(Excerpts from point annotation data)
----------------
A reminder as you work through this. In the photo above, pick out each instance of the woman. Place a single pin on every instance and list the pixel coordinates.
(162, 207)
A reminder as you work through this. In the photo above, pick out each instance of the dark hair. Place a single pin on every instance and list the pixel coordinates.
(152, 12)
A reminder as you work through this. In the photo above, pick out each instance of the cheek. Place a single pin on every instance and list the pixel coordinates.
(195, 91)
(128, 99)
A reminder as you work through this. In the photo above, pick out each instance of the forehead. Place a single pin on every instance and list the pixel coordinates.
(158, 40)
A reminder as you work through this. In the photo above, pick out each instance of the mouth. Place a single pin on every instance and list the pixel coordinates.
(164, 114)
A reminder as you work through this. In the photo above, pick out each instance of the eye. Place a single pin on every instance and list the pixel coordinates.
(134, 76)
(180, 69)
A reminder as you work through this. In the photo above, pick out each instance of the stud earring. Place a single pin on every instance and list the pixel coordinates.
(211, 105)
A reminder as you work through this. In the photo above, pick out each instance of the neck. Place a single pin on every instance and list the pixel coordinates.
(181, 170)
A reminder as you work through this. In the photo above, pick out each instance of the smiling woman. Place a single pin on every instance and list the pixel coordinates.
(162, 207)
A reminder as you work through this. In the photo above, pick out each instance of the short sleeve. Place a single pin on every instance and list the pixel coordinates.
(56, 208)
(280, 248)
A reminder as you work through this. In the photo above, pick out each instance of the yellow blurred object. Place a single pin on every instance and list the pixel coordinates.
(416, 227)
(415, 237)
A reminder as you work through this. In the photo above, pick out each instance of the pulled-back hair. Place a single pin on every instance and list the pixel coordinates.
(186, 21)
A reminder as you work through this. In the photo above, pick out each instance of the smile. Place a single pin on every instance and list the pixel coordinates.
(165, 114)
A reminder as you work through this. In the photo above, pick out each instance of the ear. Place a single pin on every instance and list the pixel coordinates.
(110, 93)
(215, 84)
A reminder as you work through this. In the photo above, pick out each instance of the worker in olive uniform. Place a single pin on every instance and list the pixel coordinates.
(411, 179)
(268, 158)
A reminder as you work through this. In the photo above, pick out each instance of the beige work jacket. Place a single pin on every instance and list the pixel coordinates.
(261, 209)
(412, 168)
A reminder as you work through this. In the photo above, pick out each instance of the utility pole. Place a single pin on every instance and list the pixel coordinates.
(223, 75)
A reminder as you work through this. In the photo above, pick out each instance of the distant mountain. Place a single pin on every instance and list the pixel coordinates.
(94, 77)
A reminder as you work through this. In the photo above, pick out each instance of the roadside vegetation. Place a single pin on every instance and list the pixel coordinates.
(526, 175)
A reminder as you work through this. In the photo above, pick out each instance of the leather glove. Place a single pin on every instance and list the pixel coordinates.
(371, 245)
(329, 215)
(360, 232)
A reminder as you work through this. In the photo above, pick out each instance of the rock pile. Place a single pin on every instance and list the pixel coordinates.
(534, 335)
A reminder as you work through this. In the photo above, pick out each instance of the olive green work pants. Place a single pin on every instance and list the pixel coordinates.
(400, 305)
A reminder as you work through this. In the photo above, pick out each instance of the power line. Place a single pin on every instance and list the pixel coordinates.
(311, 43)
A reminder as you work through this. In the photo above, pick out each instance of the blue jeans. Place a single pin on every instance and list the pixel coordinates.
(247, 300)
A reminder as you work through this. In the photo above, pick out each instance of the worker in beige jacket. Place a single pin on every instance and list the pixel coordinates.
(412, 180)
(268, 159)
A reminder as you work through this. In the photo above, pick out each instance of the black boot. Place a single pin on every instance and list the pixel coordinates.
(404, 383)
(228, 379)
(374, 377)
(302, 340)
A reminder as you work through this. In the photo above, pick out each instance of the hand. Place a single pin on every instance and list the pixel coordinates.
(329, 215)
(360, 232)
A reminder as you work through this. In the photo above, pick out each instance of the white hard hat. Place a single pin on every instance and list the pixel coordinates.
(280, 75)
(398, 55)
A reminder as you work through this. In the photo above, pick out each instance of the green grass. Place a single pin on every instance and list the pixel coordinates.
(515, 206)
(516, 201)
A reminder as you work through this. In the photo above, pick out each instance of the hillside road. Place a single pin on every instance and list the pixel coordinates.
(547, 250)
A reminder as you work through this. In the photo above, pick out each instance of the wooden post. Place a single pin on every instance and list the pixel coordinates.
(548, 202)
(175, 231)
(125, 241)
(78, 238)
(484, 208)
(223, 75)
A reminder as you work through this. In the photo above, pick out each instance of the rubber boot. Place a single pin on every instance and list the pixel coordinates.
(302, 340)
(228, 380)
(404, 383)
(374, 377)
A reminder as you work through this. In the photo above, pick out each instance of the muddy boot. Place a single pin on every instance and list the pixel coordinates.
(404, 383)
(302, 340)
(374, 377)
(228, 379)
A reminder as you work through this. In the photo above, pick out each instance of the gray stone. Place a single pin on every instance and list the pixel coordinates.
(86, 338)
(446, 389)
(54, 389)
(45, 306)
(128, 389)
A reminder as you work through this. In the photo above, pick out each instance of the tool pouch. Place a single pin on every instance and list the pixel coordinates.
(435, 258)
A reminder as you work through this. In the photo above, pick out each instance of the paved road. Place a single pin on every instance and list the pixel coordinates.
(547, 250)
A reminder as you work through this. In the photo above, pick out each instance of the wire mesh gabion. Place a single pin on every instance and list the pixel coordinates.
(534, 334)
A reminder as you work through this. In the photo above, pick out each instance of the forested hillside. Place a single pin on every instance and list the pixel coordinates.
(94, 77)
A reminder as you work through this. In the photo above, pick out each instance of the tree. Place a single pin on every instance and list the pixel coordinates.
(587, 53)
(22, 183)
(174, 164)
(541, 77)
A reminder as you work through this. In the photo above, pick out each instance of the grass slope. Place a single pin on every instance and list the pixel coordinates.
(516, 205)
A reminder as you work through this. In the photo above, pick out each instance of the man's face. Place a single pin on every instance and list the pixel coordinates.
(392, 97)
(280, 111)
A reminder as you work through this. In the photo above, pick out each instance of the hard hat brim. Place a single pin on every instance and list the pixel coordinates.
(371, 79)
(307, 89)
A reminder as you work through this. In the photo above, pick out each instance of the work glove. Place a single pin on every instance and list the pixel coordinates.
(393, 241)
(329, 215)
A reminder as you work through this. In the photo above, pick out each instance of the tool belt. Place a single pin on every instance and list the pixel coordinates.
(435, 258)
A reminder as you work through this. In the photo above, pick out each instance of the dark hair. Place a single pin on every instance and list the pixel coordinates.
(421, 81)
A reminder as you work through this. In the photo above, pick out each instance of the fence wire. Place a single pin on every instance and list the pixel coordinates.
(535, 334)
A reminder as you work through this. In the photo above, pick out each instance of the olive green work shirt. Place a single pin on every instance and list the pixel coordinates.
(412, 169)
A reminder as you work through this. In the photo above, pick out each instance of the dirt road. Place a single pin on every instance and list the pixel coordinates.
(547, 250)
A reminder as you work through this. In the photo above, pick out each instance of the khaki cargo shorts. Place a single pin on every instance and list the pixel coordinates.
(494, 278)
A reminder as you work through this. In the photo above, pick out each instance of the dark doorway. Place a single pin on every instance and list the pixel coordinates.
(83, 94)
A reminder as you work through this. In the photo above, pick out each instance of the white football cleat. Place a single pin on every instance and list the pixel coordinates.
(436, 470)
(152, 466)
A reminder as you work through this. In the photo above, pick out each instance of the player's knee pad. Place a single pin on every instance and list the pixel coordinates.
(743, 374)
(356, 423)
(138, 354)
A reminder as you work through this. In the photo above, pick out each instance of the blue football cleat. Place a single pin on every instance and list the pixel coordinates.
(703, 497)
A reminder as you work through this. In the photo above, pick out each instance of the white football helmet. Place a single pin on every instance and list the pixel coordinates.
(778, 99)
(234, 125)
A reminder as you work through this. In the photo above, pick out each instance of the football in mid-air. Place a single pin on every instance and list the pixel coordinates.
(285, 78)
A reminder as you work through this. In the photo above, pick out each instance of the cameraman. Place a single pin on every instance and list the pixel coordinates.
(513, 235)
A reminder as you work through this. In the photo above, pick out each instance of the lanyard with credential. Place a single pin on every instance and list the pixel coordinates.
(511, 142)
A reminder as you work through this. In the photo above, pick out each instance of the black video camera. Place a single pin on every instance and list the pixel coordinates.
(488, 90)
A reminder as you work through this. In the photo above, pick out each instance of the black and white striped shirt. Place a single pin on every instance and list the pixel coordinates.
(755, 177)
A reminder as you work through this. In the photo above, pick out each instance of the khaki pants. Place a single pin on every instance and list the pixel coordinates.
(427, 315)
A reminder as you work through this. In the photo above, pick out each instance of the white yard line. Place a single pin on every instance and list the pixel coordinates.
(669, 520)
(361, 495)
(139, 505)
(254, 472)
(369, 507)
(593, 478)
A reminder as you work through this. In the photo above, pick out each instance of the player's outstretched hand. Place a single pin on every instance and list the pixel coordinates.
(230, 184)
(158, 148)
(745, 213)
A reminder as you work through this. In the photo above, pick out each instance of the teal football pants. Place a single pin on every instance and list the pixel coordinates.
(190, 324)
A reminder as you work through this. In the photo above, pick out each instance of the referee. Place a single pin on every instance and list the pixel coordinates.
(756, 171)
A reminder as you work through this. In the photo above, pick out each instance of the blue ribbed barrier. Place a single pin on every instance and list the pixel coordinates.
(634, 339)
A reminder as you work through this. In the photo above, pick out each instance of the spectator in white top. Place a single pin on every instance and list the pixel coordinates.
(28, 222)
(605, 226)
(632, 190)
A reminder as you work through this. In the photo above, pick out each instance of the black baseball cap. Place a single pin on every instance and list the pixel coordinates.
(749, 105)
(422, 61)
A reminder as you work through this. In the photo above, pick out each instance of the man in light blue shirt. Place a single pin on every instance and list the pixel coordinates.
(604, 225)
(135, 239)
----------------
## Given request
In the entries above, take the line containing "of the referee." and each later line through the last, and repeat them exactly. Output nothing else.

## The answer
A reminder as you work through this. In the photo above, pick out each instance of the referee. Place a single pin on every instance and list the pixel coordinates.
(756, 171)
A reminder as you work through this. In the photo above, pick out each instance of the blue ribbed barrier. Place a single pin on every instance and list the pixel coordinates.
(634, 339)
A reminder as you work through this. In the photo above, pick out each instance of the spectator in white top. Place a single pin on every instance and list the pixel coordinates.
(28, 222)
(605, 226)
(632, 190)
A reminder as you work through this. In the photo above, pick out each instance of the black baseball cap. Place a single pin on every instance and list the pixel coordinates.
(749, 105)
(422, 61)
A reminder as you work through this. In the photo above, pick out each instance of the man in light blue shirt. Place a single pin on every instance and list the pixel coordinates.
(604, 225)
(135, 239)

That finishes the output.